◆ Selected excerpt
■ ■ ■ ■
Martin Luther University Halle-Wittenberg

Information on Publishing in scientific journals - the problem of predatory publishing

What is predatory publishing?

To publish Open Access, the cost for the production and review of an article has to be paid by the author. "Predatory Publishers" try to get the Article Processing Charges (APCs) from the authors, without providing the publishing services, especially the Peer Review, with the required care. The business model of predatory publishing has no interest in building scientific renown through the publisher. The quality assurance trough Peer Review is essential for serious publishers.

Causes and Effects of predatory publishing

The complex landscape of scientific journals constantly creates new journals via the Open Access movement, while established journals may change their offers and publication models. In this complex market, publishers may create journals with unscientific practices, earning publication fees without providing professional Peer Review, which guarantee scientific qualitiy. Often, these predatory publishers are advertising very aggressively to authors (e.g. via e-mails or at conferences). The author is promised a quick publication process. By imitating the layout of websites from serious publishers or similar names to them, scientific quality is suggested. They often advertise having a high Journal Impact Factor or name renowned scientists in their editorial board, even though these have never been asked, damaging their reputation as well.

The pressure of "publish or perish" increases this problem, because the number of publications and their journal impact factors form the relevant basis for the grant of funds and jobs and drive researchers to a more careless approach to publication. The publication of articles not reviewed thoroughly enough can undermine the reputation of science as a whole. Regarding some discplines, such as medicine, they might even pose a serious threat. Furthermore, articles from predatory publishers are mostly not easy to find and the publisher takes no measures to keep them available in the long term.

How do I notice a predatory journal?

The following criteria (oriented at the Library of Maastrict University) are supposed to help you evaluate Open Access journals, if you are looking for suitable places to publish or are invited as a reviwer. Please note that there are no single, certain criteria to evaluate the seriosity of a journal.

  • Is the ISSN of the journal correct?
  • Is the journal harvested by the databases it says it is?
  • Are the timeframes for the peer review process unrealistic? Serious journals usually need weeks, sometimes months. Very short timeframes might suggest an insufficient or non-existent review.
  • Publication Fees are only applicable after the acceptance of an article, the sum is clearly written on the homepage.
  • Be careful for offers to publish a conference paper (but it can be a serious offer, so check thoroughly)
  • unethical publishers often address the authors themselves
  • Has any library subscribed to this journal? You can find the e-journals the USL Saxony-Anhalt is subscribed to    here.
■ ■ ■ ■
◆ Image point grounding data
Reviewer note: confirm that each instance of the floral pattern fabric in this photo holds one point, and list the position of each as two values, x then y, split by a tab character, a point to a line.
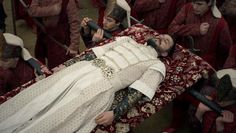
183	70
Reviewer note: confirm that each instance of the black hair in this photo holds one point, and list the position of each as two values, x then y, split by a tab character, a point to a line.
151	42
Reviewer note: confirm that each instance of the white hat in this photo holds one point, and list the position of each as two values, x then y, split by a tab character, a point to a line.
231	72
215	11
17	41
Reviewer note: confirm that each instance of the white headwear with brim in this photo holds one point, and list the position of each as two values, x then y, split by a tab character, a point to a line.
215	11
17	41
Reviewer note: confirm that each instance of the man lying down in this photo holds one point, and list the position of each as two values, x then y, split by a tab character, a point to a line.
79	97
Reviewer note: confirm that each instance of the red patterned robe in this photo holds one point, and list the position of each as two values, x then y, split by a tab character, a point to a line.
12	78
21	13
64	27
157	15
209	121
214	45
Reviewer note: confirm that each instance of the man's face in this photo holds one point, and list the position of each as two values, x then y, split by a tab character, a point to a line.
109	23
163	42
8	63
200	7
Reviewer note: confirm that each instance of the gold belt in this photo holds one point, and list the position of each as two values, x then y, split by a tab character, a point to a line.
107	71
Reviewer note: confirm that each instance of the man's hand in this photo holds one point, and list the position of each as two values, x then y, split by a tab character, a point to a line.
71	52
201	109
105	118
227	117
98	36
45	69
204	28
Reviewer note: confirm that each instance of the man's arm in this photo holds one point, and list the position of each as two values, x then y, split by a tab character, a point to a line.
73	20
179	27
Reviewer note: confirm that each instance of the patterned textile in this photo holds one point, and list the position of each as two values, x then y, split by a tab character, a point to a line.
183	71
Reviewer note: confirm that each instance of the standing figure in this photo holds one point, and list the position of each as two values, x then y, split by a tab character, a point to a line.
72	100
16	64
60	21
157	14
202	20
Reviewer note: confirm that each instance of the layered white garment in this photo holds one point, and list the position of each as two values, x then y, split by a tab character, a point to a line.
69	101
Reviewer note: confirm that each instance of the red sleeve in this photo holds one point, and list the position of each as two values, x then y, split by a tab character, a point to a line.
178	25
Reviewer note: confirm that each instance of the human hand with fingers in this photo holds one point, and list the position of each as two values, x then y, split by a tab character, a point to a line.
■ ■ ■ ■
◆ Tasks for this exercise
• a. List every question in the bulleted criteria of the predatory publishing text.
• b. Edit the predatory publishing text from "What is predatory" up to and including "for serious publishers.", replacing "Article Processing Charges" with "publication fees".
• c. Answer these questions on the predatory publishing text:
(i) What do predatory publishers try to get from authors?
(ii) Which discipline does the text name as one where poorly reviewed articles might pose a serious threat?
(iii) How long do serious journals usually need for the peer review process?
Answer using only the text about predatory publishing.

◆ Task answers
• a.
Is the ISSN of the journal correct?
Is the journal harvested by the databases it says it is?
Are the timeframes for the peer review process unrealistic?
Has any library subscribed to this journal?

• b.
What is predatory publishing?

To publish Open Access, the cost for the production and review of an article has to be paid by the author. "Predatory Publishers" try to get the publication fees (APCs) from the authors, without providing the publishing services, especially the Peer Review, with the required care. The business model of predatory publishing has no interest in building scientific renown through the publisher. The quality assurance trough Peer Review is essential for serious publishers.

• c.
(i) The Article Processing Charges (APCs).
(ii) Medicine.
(iii) Weeks, sometimes months.